Location identification entries:
..............................

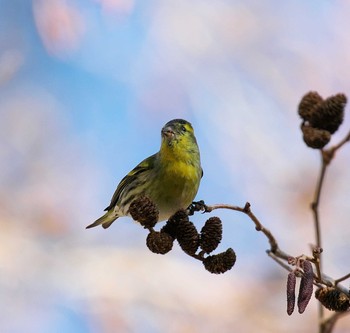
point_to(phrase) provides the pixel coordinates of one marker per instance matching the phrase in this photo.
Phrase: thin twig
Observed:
(274, 252)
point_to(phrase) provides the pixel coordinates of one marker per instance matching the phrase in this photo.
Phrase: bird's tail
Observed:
(106, 220)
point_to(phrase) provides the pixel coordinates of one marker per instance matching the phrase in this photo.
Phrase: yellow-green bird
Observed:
(170, 178)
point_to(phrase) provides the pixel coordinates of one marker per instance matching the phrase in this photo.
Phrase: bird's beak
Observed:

..............................

■ Aim
Gather every line in the data above that contains the string "bird" and copy each one unchanged.

■ Full solution
Phrase: bird's tail
Phrase: yellow-green bird
Phrase: bird's beak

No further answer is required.